=== ENREGISTREMENTS ===

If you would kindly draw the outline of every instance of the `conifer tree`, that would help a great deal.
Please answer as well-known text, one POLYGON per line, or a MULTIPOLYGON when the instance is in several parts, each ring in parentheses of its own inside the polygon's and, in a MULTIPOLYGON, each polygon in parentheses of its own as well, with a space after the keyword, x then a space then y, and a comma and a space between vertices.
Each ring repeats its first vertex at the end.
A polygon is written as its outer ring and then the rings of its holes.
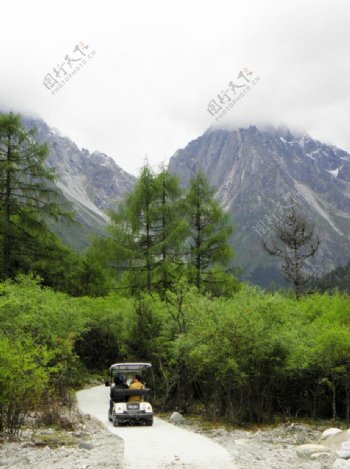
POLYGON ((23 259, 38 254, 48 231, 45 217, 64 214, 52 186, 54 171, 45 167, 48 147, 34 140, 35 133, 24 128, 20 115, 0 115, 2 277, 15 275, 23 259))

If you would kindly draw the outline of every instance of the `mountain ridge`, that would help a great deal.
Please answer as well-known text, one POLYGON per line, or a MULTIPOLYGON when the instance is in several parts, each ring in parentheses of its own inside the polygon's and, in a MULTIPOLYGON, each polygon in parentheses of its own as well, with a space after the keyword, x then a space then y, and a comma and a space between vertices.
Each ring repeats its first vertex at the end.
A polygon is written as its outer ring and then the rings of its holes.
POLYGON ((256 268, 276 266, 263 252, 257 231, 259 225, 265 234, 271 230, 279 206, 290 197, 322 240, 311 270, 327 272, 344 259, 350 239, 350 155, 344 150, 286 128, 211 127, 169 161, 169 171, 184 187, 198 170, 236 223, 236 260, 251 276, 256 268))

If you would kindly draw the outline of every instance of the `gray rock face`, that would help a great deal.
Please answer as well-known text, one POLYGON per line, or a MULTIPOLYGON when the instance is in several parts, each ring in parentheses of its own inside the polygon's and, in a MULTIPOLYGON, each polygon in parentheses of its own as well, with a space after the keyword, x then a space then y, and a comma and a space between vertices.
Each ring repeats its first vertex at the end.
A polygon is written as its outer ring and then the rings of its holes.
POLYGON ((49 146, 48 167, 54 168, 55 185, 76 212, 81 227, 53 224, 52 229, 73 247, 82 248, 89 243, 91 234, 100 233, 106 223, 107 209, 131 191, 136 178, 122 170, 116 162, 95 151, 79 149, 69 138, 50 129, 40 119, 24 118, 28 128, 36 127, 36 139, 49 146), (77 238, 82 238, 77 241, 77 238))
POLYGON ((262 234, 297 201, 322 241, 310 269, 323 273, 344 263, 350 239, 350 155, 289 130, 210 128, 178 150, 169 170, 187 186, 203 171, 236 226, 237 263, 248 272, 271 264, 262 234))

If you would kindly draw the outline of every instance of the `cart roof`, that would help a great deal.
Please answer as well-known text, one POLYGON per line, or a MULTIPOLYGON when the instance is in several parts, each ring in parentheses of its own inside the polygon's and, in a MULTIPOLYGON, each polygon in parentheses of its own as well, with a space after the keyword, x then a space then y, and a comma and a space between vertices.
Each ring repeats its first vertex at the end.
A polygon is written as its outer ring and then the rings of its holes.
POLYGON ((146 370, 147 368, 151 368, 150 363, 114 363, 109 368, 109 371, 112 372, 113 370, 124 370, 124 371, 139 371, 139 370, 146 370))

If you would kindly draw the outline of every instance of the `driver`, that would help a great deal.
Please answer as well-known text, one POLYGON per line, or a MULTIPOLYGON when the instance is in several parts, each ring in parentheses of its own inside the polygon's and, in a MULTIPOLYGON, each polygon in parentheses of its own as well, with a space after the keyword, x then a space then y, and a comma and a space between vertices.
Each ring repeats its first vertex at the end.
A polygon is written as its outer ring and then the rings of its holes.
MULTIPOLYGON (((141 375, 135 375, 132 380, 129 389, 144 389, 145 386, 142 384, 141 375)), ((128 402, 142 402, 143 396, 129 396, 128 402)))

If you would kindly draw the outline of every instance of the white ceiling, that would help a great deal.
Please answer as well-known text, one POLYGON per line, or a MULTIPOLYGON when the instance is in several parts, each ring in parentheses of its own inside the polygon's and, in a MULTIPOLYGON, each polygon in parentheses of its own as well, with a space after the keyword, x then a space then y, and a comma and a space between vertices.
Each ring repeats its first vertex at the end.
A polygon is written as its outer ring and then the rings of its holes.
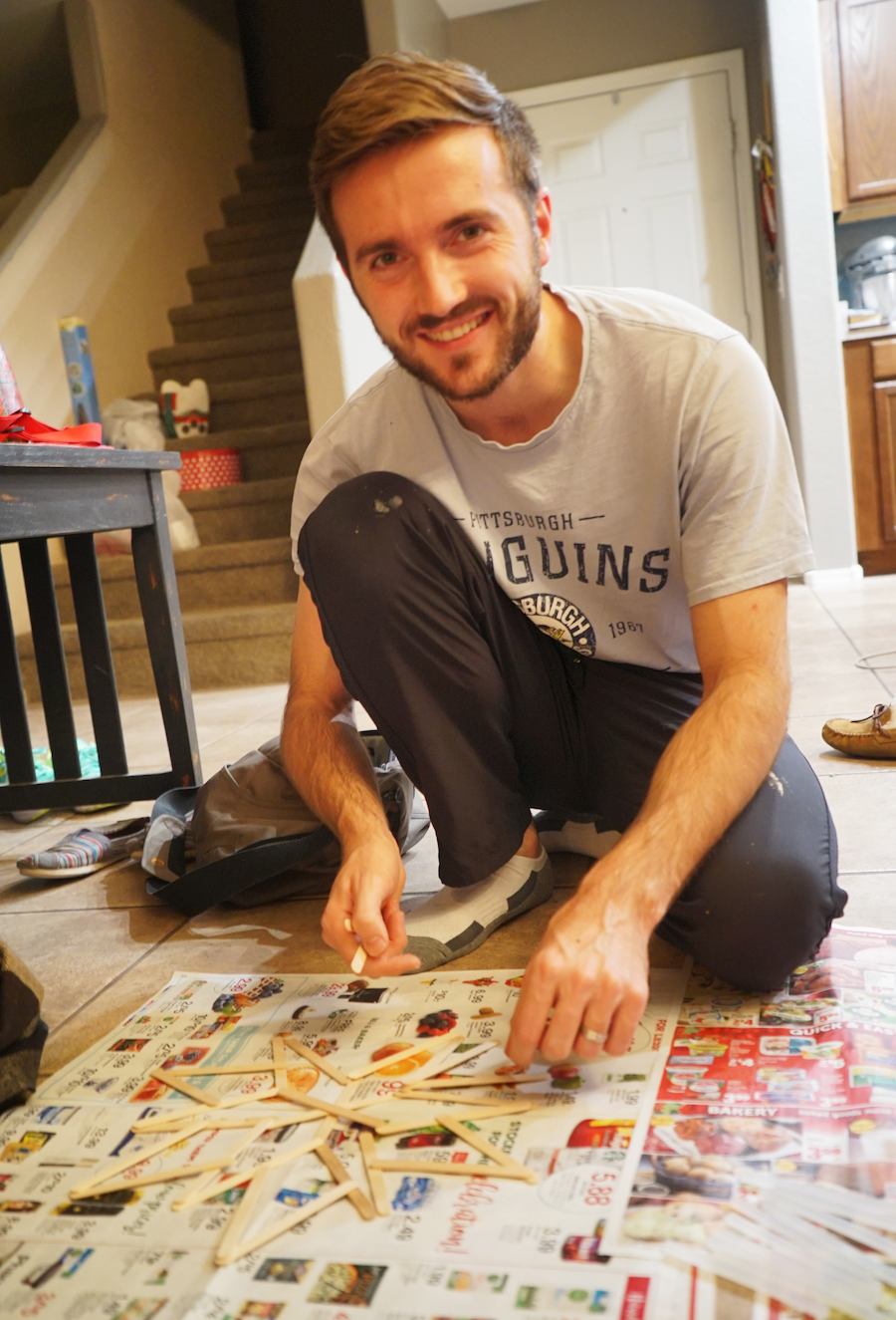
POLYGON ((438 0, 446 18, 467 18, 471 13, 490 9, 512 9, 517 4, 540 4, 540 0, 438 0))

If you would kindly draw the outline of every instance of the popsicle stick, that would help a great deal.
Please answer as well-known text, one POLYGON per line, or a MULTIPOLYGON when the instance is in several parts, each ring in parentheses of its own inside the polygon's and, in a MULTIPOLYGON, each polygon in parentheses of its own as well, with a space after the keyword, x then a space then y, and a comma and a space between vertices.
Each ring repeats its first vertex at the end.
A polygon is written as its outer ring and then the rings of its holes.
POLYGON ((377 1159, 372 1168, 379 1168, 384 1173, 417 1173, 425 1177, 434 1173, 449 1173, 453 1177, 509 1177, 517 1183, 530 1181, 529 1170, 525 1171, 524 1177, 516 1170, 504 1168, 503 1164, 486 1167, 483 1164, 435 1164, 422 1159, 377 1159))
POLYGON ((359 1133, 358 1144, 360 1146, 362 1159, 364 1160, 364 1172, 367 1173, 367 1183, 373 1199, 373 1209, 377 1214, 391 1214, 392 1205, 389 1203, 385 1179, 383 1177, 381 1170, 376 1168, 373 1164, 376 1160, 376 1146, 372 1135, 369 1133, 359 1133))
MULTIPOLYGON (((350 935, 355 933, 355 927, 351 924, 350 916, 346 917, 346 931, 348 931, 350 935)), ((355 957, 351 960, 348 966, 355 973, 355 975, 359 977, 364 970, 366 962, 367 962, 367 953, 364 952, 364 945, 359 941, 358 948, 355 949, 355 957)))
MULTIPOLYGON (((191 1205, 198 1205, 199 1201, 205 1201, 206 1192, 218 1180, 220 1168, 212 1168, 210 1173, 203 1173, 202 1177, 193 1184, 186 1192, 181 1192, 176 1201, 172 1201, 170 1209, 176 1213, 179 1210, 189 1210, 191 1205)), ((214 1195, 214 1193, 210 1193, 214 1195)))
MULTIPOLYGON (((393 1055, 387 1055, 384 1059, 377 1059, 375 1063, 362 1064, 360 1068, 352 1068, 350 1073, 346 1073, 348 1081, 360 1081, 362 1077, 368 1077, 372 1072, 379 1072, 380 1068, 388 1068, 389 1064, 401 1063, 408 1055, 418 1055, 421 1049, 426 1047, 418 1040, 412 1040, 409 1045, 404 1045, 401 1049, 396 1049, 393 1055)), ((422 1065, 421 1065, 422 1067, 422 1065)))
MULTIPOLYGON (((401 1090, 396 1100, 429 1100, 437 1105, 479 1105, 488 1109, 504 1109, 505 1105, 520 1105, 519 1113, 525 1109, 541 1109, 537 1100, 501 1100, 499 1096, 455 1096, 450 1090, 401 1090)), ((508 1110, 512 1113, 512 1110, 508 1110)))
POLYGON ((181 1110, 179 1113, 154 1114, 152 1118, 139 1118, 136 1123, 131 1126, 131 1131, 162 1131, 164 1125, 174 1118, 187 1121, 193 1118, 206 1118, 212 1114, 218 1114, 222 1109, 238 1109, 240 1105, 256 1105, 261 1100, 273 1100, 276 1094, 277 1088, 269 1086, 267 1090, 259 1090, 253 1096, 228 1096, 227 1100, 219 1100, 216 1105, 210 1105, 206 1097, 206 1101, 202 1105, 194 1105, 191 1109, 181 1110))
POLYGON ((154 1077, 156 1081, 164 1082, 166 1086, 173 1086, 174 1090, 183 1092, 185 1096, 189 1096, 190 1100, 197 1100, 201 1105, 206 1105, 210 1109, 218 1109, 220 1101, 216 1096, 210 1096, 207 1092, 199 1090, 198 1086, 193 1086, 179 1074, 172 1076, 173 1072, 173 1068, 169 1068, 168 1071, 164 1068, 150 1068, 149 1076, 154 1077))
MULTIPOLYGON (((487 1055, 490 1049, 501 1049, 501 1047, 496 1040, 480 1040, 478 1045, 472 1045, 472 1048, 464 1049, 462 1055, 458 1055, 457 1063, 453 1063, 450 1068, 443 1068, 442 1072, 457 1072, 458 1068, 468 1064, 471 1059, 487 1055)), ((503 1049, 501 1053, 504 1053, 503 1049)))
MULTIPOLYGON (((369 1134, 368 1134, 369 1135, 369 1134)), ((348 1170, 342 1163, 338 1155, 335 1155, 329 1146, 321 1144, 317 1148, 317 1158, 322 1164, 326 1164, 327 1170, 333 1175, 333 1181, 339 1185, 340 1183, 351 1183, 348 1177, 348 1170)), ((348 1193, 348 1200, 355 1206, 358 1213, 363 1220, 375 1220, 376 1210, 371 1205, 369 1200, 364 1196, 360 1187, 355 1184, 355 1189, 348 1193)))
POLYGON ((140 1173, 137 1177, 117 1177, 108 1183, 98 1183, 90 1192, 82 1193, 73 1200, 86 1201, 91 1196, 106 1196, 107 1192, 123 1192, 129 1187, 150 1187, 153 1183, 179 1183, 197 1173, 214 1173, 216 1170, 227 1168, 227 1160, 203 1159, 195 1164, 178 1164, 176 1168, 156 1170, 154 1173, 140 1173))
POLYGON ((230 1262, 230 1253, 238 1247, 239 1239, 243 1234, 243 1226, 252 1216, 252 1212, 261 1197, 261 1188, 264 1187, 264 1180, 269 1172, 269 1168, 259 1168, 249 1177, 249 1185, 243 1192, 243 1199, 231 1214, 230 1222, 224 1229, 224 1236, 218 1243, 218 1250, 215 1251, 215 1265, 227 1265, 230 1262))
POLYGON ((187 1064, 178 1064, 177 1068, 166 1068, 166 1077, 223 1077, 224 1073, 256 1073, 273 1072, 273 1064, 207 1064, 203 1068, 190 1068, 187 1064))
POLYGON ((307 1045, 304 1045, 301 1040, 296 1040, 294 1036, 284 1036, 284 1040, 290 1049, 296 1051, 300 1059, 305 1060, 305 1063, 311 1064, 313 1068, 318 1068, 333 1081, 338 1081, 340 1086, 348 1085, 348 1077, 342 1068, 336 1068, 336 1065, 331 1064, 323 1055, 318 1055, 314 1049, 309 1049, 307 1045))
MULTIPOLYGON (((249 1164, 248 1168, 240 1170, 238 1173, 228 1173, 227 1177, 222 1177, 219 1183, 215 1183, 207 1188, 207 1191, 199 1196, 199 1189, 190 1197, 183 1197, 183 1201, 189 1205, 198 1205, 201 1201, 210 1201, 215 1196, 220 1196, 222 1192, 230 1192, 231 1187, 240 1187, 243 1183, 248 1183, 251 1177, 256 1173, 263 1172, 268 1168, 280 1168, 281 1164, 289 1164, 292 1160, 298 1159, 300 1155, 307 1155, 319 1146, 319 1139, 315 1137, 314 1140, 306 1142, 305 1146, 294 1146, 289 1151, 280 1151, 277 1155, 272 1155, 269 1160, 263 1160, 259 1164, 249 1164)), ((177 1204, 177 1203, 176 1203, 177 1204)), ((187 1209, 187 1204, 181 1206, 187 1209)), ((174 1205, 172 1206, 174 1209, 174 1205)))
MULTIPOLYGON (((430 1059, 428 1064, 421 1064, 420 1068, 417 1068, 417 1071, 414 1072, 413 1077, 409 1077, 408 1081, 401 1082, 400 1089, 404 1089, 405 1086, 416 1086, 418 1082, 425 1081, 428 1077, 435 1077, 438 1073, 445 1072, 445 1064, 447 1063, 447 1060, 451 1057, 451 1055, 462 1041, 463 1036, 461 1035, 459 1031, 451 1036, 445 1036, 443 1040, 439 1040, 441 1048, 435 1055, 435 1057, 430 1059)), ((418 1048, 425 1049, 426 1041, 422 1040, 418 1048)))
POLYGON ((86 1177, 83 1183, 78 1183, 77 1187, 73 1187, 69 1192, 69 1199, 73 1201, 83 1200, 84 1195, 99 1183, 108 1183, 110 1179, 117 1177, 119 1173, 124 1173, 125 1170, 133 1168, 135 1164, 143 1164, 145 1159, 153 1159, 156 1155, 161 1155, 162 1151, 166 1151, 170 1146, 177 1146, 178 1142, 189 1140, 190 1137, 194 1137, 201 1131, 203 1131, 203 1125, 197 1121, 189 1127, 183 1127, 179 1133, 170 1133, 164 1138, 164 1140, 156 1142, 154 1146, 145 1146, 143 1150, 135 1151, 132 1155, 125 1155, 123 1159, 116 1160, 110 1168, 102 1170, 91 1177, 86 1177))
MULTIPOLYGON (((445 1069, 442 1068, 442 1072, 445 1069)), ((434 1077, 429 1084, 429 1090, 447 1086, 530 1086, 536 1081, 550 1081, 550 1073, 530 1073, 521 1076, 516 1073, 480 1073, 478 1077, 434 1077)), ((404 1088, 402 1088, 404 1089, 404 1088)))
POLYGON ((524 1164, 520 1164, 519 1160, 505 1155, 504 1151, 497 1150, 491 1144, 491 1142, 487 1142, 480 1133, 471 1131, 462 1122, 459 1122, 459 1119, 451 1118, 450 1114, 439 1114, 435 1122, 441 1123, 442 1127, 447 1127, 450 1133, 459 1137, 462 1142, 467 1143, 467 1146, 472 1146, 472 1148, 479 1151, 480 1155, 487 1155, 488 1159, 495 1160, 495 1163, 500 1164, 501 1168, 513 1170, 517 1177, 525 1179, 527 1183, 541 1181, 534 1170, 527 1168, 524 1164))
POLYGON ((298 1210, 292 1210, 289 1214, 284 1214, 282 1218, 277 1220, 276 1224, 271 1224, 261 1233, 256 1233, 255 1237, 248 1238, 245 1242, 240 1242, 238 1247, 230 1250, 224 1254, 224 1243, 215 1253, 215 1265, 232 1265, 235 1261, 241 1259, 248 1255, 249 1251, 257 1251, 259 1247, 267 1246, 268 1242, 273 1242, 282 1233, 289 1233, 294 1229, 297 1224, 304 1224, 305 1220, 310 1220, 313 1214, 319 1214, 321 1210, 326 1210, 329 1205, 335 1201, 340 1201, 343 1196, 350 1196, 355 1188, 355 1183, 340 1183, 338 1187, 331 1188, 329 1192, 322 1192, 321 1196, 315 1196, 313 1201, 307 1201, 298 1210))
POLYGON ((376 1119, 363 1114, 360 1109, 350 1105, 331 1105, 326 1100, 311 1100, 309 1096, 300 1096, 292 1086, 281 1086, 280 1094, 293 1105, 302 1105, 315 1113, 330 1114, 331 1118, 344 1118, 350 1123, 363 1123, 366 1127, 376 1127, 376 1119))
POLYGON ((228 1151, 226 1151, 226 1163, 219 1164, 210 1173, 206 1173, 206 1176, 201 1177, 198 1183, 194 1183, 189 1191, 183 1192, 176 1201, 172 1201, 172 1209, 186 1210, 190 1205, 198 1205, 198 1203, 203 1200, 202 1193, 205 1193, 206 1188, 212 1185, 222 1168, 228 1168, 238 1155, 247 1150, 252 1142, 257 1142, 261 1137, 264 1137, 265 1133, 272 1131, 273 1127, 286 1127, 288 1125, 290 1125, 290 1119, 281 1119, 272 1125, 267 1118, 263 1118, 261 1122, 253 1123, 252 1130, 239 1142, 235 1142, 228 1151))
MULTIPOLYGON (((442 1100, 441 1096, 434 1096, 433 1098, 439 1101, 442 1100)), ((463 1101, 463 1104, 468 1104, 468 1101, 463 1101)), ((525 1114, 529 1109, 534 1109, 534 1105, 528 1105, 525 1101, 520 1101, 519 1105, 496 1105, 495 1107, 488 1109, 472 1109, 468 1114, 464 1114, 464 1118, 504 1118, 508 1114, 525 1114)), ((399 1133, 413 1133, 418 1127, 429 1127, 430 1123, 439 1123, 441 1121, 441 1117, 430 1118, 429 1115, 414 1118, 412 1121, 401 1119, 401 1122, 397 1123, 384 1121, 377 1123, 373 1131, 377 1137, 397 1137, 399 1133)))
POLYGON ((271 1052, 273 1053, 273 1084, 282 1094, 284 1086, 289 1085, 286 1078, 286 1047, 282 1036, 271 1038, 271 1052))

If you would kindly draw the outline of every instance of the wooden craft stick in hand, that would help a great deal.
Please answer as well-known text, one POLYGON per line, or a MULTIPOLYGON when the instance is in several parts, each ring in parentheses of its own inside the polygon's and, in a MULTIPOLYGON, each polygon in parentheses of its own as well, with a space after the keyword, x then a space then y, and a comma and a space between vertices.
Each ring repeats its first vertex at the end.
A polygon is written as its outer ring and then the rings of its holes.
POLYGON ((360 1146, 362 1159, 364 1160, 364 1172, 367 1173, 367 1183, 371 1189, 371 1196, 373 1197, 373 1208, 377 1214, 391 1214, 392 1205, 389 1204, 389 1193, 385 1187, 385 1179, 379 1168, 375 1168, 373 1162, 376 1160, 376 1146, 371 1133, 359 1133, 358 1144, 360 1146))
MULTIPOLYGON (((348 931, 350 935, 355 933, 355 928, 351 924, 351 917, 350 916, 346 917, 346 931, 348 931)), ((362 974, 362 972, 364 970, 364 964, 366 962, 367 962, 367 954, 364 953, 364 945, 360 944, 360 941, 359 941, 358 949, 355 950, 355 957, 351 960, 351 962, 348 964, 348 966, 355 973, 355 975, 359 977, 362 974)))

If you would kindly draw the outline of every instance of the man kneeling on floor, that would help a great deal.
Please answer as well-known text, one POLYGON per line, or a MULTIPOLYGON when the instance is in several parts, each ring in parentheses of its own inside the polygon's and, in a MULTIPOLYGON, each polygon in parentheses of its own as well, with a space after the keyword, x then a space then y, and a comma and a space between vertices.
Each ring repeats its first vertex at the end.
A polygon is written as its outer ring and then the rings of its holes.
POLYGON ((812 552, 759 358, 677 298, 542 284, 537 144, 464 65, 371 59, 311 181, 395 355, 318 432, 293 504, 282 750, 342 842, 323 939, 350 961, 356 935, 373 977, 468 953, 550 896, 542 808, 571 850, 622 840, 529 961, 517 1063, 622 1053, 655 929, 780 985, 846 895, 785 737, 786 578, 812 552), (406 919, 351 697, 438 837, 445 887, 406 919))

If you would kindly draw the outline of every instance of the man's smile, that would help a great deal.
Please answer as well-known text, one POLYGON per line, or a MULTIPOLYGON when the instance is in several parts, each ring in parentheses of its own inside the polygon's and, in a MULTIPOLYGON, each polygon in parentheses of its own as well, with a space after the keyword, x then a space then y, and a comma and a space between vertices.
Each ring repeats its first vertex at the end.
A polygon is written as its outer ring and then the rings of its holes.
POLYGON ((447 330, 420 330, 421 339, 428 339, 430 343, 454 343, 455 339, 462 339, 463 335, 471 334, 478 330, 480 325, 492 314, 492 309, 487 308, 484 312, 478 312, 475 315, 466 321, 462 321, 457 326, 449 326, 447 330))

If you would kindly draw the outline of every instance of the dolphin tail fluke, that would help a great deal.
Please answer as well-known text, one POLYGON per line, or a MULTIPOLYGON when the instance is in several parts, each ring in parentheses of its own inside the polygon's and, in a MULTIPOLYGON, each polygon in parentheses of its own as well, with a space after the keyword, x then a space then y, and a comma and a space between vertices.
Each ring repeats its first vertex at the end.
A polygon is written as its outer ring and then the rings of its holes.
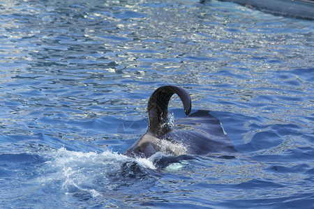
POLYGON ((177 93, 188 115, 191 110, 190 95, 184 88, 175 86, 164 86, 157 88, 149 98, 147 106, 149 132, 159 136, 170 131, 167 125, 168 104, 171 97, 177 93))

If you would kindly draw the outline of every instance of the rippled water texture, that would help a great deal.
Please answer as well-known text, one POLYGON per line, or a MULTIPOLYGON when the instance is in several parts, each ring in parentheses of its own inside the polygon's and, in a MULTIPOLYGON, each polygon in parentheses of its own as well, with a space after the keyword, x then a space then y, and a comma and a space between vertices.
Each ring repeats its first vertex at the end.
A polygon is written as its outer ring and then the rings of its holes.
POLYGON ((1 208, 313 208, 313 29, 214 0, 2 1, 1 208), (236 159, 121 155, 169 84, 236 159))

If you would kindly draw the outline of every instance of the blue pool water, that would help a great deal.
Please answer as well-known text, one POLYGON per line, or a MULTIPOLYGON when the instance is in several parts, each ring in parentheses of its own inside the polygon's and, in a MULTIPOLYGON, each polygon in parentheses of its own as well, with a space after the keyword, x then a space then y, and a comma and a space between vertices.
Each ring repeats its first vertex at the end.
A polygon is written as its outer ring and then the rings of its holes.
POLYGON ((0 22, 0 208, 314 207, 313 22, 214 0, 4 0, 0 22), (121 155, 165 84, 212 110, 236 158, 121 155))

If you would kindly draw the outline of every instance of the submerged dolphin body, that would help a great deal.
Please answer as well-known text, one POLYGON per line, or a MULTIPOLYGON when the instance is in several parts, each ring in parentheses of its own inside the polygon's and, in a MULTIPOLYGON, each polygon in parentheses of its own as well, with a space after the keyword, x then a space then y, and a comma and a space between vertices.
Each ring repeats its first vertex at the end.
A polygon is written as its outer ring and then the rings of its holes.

=== CONSIGNE ===
Extrayez à l'identique les lignes des enregistrements, depuis le début jusqu'à la ligne contenant « POLYGON ((256 268, 276 » incluse. Laissez les images de côté dans votre réponse.

=== CORRIGÉ ===
If you would kindly draw the outline of every instance of the `conifer tree`, that would help a great deal.
Please answer as well-known text, one POLYGON per line, or a MULTIPOLYGON when the instance is in several parts, each ring in parentheses of its own inside the polygon's and, in a MULTIPOLYGON, each polygon in parentheses of its own as well, with a space after the keyword, x then a space then y, and a comma and a space between vertices.
Each ring repeats its first vertex at the end.
A polygon is written as its outer ring and then the rings of its holes.
POLYGON ((23 259, 38 254, 48 231, 45 217, 64 214, 52 186, 54 171, 45 167, 48 147, 34 140, 35 133, 24 128, 20 115, 0 115, 2 277, 15 275, 23 259))

If you would kindly draw the outline of every instance of the `mountain ridge`, that would help a great deal.
Please answer as well-known text, one POLYGON per line, or a MULTIPOLYGON when the instance is in several parts, each ring in parentheses of its own inside the polygon's and, in a MULTIPOLYGON, each polygon in parentheses of its own as well, with a space after the keyword, x then a space then y, and a comma and a space between vertices.
Each ring repeats its first vertex at the end.
A polygon is written as its outer ring and then the rings of its holes.
POLYGON ((256 268, 276 266, 263 252, 257 231, 259 225, 265 234, 271 230, 279 206, 290 197, 322 240, 311 270, 327 272, 344 259, 350 239, 350 155, 344 150, 286 128, 211 127, 169 161, 169 171, 184 187, 198 170, 236 223, 236 260, 251 276, 256 268))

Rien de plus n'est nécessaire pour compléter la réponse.